Given task :: Can you reproduce the passage of the introduction on the Marx-Zasulich letters word for word, from "With the scrupulousness" up to and including "from that text."?

── Reading passage

From The New International, Vol. VIII No. 10, November 1942, pp. 296–298.
Transcribed & marked up by Einde O’Callaghan for the Marxists’ Internet Archive.
It is worth giving more than casual attention to the studies of Russia by Marx, Trotsky and Lenin which appear elsewhere in this issue. Except for Lenin’s, which appeared obscurely twenty years ago in the English edition of International Press Correspondence, these documents are published for the first time in the English-speaking world.
The Marx-Zasulich material was rescued from oblivion by the tireless efforts of the great Marxian scholar, D. Riazanov, recently dead in Stalinist exile. As early as 1911, in going through the papers of Marx’s son-in-law, Paul Lafargue, Riazanov discovered several pages covered with the tiny handwriting of Marx, and criss-crossed almost to the point of illegibility with deletions, insertions and corrections of all sorts. He soon found that he had discovered a number of drafts of a reply to a letter to Marx from Vera Zasulich, dated February 16, 1881. Zasulich was the famous former terrorist who had turned Marxist; was one of the closest comrades of George Plekhanov, father of Russian Marxism, and for that matter of Lenin; and in the early years of this century shared a place with these two on the editorial board of the famous party organ-in-exile in Switzerland, Iskra.
Oddly enough, inquiries from both Zasulich and Plekhanov failed to stir their memories about the exchange of correspondence with Marx. They had literally forgotten about it, and their categorical negative convinced the indefatigable Riazanov for years that he was on a false trail. However, in the summer of 1923, he learned from the Menshevik, Boris Nikolayevsky, in Berlin, that a letter from Marx had been found among the papers of the old Russian Menshevik, Paul Axelrod. A comparison of it with the old drafts discovered a dozen years earlier proved that it was indeed a final copy of a letter to Zasulich, the one that had actually been sent. It was published by Nikolayevsky in the original French a short time later, in his Material for the History of the Revolutionary Movement, based on P.B. Axelrod’s archives.
With the scrupulousness and scholarship that distinguished him, Riazanov undertook to decipher the almost illegible text of Marx’s original drafts, of which there were four. In fact, he started the painstaking job as early as 1913, in Vienna, aided by the late Bukharin; he finished it in Moscow alter the Bolshevik Revolution. The original letter by Zasulich, the four drafts of a reply by Marx, as well as the final text, which was actually sent off, appeared in the original French text in the first volume of the Marx-Engels Archives issued by Riazanov, its founder, as the periodical of the then (1925) still authoritative Marx-Engels Institute in Moscow. Our translation is made from that text.
In this issue, we print, of course, Zasulich’s letter and Marx’s final and rather summary reply, but also, in full, the first of the four drafts found at Lafargue’s. It is the most elaborate of them all. The repetitiousness – the document is a much-worked-over and much-corrected and re-corrected draft – in certain parts does not seriously dilute the richness of Marx’s thought and the flavor of its expression. As for its contents, comment is reserved for later on. It may suffice here to point out that so far as the literal point inquired about by Zasulich is concerned, it soon ceased to be the lively subject of debate in the Russian movement that it was when she wrote the letter. Only two years later, Zasulich acknowledged (in an introduction to a Russian translation of Engels) that the disintegration of the Russian rural commune was proceeding apace and inevitably, and that only remnants of it would survive the day of the socialist revolution against the growing capitalism of Russia.

────
── Data supplied

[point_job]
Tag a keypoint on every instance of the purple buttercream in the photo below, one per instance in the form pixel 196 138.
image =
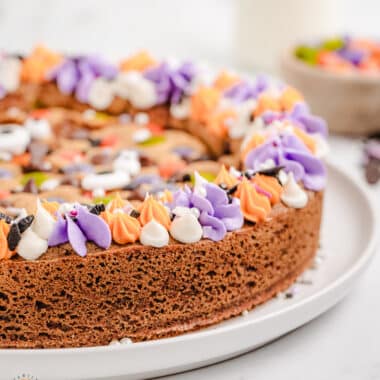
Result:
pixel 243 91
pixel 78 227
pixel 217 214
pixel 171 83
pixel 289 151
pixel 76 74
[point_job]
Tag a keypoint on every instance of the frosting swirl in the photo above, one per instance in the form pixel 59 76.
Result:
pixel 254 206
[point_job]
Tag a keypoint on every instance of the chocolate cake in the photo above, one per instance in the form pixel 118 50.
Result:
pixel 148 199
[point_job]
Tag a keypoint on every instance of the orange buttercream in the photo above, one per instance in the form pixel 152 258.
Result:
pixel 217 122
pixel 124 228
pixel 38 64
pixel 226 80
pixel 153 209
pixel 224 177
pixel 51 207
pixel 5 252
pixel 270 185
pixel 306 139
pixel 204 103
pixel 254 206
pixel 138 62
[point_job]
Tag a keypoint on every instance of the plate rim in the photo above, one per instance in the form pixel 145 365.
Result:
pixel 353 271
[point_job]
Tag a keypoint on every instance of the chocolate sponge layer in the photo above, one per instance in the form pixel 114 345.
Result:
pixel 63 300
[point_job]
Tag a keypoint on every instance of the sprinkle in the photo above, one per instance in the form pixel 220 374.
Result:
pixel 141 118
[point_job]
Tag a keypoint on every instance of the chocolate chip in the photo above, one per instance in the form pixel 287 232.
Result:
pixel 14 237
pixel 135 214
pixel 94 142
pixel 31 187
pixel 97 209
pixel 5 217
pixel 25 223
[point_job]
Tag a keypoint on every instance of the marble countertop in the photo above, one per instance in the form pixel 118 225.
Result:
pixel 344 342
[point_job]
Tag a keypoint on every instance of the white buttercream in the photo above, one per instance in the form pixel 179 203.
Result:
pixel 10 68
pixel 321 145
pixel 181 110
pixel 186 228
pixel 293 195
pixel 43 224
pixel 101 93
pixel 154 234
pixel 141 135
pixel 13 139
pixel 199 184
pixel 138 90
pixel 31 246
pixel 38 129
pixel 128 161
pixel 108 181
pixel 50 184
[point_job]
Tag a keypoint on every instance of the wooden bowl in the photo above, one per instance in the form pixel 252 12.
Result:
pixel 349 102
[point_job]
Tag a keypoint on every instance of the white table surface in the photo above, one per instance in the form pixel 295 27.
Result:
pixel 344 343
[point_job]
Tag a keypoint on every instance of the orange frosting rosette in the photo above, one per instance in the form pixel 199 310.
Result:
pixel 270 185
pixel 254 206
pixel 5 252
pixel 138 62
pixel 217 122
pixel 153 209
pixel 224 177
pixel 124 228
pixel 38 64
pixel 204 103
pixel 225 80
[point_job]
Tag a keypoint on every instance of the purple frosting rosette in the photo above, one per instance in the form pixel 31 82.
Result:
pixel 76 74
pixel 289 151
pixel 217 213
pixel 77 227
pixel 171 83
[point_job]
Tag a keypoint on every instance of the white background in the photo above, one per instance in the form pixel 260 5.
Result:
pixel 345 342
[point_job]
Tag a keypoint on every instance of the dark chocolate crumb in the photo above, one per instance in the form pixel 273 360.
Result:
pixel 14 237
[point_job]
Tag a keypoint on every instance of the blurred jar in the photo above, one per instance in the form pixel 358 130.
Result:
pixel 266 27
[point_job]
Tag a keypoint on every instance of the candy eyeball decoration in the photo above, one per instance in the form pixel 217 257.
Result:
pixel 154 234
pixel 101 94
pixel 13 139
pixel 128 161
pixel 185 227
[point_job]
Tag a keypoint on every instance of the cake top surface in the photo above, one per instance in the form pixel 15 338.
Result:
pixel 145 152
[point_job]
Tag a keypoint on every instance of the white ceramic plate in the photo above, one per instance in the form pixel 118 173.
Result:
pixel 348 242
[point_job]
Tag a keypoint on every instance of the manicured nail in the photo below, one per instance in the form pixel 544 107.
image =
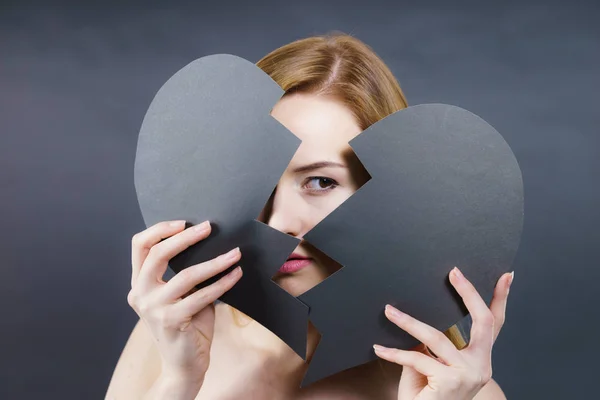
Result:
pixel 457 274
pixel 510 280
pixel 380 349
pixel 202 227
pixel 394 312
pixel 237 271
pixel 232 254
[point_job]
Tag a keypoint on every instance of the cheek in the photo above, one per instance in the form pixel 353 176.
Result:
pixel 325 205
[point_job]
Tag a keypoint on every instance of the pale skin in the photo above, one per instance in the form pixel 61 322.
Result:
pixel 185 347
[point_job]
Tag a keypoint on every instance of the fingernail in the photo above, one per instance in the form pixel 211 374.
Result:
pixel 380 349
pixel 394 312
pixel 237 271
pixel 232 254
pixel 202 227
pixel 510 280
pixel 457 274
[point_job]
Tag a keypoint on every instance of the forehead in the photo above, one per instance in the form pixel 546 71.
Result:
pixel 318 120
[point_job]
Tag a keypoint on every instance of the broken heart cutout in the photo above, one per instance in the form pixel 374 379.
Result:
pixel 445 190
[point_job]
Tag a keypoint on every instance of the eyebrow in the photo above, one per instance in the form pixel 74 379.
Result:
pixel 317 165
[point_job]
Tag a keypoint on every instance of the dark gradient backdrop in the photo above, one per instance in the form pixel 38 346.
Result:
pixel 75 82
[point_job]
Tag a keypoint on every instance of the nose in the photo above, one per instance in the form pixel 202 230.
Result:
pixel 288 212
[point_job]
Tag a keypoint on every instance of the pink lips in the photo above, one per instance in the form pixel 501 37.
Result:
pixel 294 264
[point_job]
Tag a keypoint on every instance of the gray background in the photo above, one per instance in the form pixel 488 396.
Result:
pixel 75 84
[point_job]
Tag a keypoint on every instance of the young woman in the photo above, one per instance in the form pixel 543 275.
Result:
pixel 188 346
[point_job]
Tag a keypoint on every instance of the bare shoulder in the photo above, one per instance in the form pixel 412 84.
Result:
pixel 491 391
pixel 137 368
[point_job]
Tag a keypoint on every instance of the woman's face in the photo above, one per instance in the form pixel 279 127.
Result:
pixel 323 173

────
── Data supplied

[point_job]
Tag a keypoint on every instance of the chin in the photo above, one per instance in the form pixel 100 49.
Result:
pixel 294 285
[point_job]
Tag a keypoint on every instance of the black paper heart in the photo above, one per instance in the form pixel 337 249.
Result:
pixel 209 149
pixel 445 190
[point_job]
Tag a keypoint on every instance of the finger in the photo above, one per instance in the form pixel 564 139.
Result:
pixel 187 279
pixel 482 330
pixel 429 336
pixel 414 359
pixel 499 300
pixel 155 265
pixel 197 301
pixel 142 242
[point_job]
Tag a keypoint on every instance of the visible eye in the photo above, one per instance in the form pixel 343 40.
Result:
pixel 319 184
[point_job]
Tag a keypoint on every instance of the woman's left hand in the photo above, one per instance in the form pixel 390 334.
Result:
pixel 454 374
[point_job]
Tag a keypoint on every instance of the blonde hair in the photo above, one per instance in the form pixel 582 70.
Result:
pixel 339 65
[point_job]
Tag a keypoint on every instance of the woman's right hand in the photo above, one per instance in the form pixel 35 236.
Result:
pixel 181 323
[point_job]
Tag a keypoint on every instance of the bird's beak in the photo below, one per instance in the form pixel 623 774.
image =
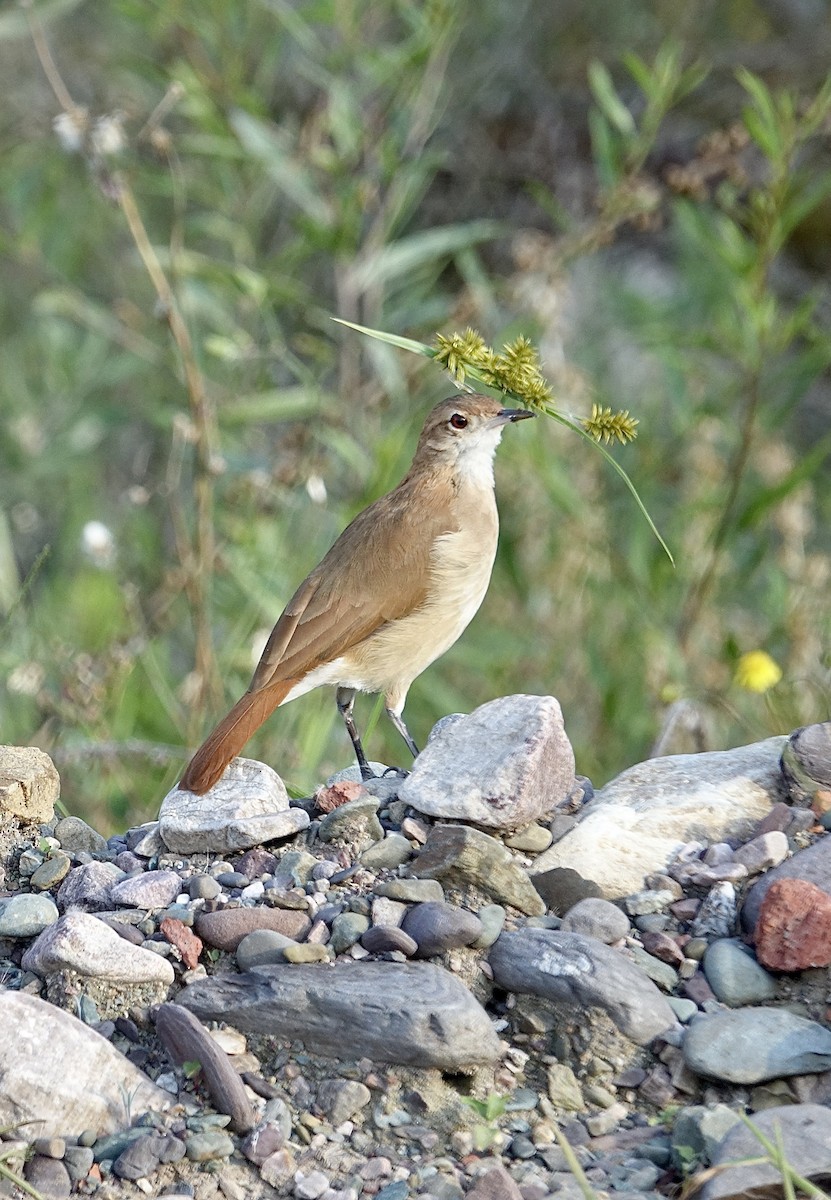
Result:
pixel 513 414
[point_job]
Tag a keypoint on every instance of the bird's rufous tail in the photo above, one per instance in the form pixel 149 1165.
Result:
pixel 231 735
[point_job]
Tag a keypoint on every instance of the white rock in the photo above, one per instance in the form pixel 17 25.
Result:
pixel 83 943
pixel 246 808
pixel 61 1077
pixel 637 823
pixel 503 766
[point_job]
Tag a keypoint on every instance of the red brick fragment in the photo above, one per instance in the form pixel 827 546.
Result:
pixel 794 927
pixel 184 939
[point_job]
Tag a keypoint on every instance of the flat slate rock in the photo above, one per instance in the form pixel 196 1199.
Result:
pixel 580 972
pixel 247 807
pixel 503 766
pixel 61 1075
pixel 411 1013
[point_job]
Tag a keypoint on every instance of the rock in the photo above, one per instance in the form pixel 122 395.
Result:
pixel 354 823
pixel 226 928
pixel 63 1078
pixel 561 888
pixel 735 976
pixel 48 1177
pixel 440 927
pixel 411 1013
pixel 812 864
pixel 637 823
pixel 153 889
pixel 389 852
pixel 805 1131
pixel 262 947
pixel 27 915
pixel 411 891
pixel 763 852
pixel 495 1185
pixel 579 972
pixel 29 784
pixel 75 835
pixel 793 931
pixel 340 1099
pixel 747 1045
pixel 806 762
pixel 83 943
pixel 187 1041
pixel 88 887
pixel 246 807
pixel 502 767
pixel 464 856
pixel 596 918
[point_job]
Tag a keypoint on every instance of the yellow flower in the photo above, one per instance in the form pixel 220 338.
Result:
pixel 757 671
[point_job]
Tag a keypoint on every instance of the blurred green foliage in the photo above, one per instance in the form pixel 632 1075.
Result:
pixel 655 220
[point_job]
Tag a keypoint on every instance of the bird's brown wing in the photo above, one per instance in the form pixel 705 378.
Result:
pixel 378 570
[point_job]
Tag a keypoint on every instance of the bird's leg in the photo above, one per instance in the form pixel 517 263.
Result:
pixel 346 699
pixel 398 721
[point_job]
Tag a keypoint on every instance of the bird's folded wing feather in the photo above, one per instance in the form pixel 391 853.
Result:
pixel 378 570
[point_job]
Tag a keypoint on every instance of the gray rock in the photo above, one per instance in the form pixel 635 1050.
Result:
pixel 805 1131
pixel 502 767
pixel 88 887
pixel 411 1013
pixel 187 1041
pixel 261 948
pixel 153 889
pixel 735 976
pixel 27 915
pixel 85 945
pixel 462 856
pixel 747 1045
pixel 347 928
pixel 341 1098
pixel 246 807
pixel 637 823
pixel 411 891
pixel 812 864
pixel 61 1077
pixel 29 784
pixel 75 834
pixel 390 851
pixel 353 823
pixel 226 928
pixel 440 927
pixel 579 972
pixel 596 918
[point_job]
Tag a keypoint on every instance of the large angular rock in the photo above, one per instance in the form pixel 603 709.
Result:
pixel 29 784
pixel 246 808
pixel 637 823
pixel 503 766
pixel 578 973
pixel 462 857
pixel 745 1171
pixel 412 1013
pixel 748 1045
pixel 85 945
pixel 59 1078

────
── Data supplied

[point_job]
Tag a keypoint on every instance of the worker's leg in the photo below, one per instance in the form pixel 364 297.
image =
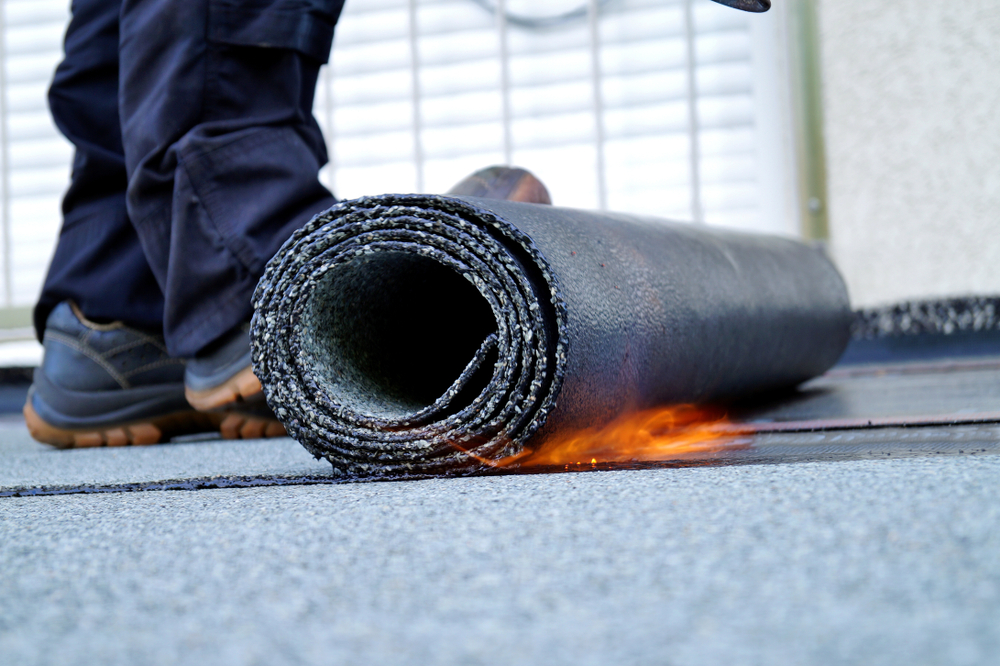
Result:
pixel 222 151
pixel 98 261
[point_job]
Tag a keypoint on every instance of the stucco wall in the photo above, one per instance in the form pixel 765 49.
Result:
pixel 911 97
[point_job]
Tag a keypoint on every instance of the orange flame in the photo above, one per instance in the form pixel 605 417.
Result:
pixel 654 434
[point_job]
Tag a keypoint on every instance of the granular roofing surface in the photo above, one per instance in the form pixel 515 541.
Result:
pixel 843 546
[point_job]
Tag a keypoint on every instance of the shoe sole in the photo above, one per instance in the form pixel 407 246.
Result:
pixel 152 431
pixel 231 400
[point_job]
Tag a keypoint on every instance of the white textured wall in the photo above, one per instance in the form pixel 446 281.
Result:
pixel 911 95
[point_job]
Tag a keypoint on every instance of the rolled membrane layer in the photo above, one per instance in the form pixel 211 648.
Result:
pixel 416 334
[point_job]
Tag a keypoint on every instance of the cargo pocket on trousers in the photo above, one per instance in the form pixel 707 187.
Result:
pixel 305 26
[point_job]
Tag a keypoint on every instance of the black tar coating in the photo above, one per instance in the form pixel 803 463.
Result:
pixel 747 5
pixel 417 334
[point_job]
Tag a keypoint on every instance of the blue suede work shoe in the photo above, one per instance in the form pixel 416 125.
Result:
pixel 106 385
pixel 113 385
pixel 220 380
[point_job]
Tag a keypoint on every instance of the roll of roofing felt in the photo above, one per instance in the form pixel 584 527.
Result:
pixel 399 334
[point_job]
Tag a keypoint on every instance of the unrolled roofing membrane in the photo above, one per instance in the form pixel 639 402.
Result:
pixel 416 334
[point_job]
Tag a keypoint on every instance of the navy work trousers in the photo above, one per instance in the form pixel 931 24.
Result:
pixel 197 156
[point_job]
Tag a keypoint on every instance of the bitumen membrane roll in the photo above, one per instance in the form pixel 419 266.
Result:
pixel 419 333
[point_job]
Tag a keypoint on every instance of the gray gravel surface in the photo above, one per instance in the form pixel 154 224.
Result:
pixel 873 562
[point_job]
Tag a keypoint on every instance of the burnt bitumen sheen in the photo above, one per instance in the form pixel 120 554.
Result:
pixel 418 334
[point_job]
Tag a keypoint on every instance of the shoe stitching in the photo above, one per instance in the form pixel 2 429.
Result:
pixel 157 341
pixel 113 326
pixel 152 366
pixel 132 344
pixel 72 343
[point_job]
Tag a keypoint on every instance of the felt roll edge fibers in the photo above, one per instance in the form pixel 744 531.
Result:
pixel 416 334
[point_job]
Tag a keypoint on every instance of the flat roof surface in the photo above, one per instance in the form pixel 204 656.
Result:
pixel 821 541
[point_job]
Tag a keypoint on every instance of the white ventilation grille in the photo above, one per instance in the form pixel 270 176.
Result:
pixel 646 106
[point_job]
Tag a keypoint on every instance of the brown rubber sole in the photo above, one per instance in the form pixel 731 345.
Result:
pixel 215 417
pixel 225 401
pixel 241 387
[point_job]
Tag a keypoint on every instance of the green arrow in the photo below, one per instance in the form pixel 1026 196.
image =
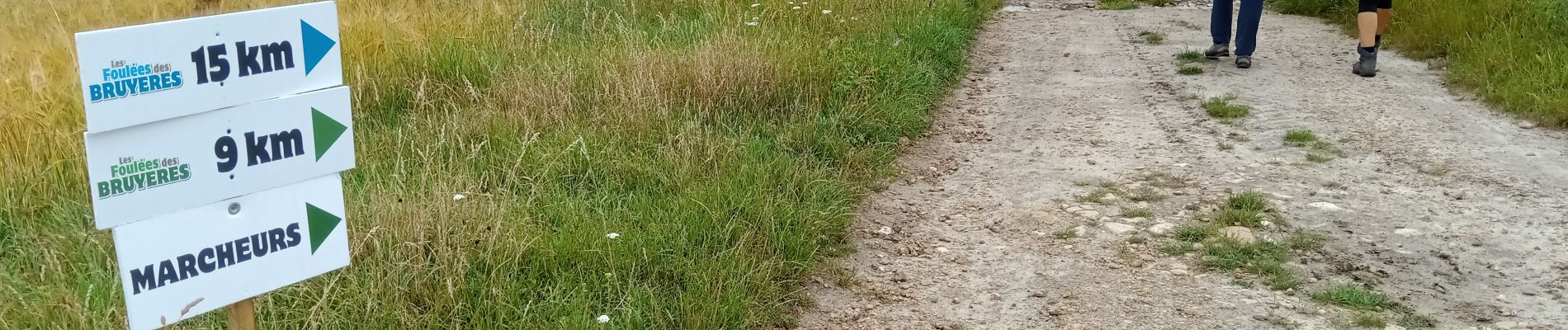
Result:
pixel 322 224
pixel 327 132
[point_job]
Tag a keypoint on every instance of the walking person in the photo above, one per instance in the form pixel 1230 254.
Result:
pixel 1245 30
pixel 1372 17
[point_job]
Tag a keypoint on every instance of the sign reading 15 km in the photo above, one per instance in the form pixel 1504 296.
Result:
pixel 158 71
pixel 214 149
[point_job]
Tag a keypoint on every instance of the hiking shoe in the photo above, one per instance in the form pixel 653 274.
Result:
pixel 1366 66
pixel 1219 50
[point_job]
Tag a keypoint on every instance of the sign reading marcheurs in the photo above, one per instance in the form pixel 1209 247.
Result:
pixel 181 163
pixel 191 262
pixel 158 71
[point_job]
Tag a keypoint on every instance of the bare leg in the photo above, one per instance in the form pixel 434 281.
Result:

────

Result of this task ::
With the scrupulousness and scholarship that distinguished him, Riazanov undertook to decipher the almost illegible text of Marx’s original drafts, of which there were four. In fact, he started the painstaking job as early as 1913, in Vienna, aided by the late Bukharin; he finished it in Moscow alter the Bolshevik Revolution. The original letter by Zasulich, the four drafts of a reply by Marx, as well as the final text, which was actually sent off, appeared in the original French text in the first volume of the Marx-Engels Archives issued by Riazanov, its founder, as the periodical of the then (1925) still authoritative Marx-Engels Institute in Moscow. Our translation is made from that text.